Recorded data.
━━━━━━━━━━
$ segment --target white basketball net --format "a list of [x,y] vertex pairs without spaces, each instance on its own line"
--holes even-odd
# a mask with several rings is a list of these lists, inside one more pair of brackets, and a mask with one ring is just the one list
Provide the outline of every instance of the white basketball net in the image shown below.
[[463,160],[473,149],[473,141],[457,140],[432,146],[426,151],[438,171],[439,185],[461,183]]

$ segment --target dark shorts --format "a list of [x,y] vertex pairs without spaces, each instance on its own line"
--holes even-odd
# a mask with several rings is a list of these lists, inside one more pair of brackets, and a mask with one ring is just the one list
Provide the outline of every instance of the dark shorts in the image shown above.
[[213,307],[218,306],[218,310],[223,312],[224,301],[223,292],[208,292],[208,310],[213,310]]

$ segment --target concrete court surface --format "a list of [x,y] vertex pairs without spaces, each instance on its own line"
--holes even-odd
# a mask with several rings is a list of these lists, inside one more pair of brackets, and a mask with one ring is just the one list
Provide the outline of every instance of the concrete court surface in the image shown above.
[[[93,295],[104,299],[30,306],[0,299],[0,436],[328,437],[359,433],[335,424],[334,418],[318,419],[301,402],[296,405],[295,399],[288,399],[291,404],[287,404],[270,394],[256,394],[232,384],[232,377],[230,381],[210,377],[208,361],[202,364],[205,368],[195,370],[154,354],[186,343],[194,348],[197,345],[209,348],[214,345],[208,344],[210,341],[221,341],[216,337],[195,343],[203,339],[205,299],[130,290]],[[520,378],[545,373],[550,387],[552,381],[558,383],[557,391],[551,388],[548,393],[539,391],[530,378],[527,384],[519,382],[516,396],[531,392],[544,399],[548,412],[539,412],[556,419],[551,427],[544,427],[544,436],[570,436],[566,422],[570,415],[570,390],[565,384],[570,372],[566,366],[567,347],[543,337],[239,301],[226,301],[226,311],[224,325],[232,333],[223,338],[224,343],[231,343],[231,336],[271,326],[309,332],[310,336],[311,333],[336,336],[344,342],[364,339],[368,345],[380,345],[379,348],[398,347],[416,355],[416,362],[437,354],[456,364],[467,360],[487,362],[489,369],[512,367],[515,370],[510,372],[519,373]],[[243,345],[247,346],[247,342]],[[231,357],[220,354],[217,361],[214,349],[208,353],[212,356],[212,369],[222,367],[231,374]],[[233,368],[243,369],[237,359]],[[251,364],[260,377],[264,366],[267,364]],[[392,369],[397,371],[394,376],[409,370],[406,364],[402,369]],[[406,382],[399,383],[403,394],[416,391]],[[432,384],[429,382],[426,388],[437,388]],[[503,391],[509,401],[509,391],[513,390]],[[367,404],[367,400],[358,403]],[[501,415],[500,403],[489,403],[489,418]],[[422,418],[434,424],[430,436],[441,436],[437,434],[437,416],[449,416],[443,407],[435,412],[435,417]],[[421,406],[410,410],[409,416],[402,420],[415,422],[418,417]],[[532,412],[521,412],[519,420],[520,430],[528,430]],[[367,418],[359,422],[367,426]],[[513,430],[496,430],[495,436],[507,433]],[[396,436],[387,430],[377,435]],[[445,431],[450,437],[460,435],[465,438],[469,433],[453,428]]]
━━━━━━━━━━
Exercise. Rewrite all the records above, replacing every occurrence of "outline" with "contour" and leaving everything else unchanged.

Task response.
$ segment --target white basketball net --format "a list of [x,y] vertex pairs without spaces, each instance on its own line"
--holes even-odd
# a mask with several rings is a list of these lists, inside one more pair of brackets, and a mask with one ring is just the one list
Provide the contour of every instance of the white basketball net in the image shown below.
[[463,160],[473,149],[473,141],[457,140],[432,146],[426,151],[438,171],[439,185],[461,183]]

$ segment --target dark shorts --format "a list of [x,y] vertex pairs without spaces, each instance on its own line"
--holes even-odd
# a mask with several rings is a list of these lists, inside one more pair of brackets, and a mask with one ring is just the one list
Provide the contour of every instance of the dark shorts in the image shown above.
[[213,307],[218,306],[218,310],[223,312],[224,301],[223,292],[208,292],[208,310],[213,310]]

$ segment --target concrete court surface --format "a list of [x,y] vertex pairs without spaces, each instance on its own line"
--holes even-odd
# a mask with several rings is a list of these lists, inside one more pair of brackets, and a mask with one ring is just the one list
Provide the contour of every instance of the concrete court surface in the image shown above.
[[[93,295],[104,299],[30,306],[0,299],[0,436],[328,437],[359,433],[335,424],[334,418],[318,419],[301,402],[296,405],[295,399],[288,399],[291,404],[287,404],[270,394],[256,394],[232,384],[232,377],[230,381],[210,377],[208,361],[202,364],[205,368],[195,370],[154,354],[186,343],[194,348],[197,345],[209,348],[214,345],[208,344],[210,341],[221,341],[216,337],[195,343],[203,339],[205,299],[130,290]],[[520,378],[545,373],[550,387],[552,381],[558,383],[557,391],[551,388],[548,393],[539,391],[530,378],[527,384],[519,382],[516,396],[531,392],[544,399],[548,412],[539,412],[556,419],[551,427],[544,427],[544,436],[570,436],[566,422],[570,415],[570,390],[565,384],[570,372],[566,366],[567,347],[543,337],[239,301],[226,301],[226,311],[224,325],[232,333],[223,338],[224,343],[231,343],[231,336],[271,326],[309,332],[310,336],[311,333],[336,336],[344,342],[364,339],[368,345],[380,345],[379,348],[398,347],[416,355],[416,362],[437,354],[456,364],[467,360],[487,362],[489,369],[512,367],[515,370],[510,372],[519,373]],[[243,345],[247,346],[247,342]],[[231,357],[220,354],[217,361],[214,349],[208,353],[212,356],[212,369],[222,367],[231,374]],[[233,368],[243,369],[237,359]],[[251,364],[260,377],[264,366],[267,364]],[[392,369],[397,371],[394,376],[409,370],[406,364],[402,369]],[[406,382],[399,383],[403,394],[416,391]],[[432,384],[429,382],[426,388],[437,388]],[[503,391],[509,401],[509,391],[513,390]],[[367,404],[367,400],[358,403]],[[501,415],[500,403],[489,403],[489,418]],[[422,418],[434,424],[430,436],[441,436],[437,434],[437,416],[449,416],[443,407],[435,412],[435,417]],[[421,406],[410,410],[409,416],[402,420],[415,422],[418,417]],[[532,412],[521,412],[519,420],[520,430],[528,430]],[[367,418],[359,422],[367,426]],[[513,430],[496,430],[495,436],[507,433]],[[396,436],[387,430],[377,435]],[[445,431],[450,437],[460,435],[465,438],[469,433],[453,428]]]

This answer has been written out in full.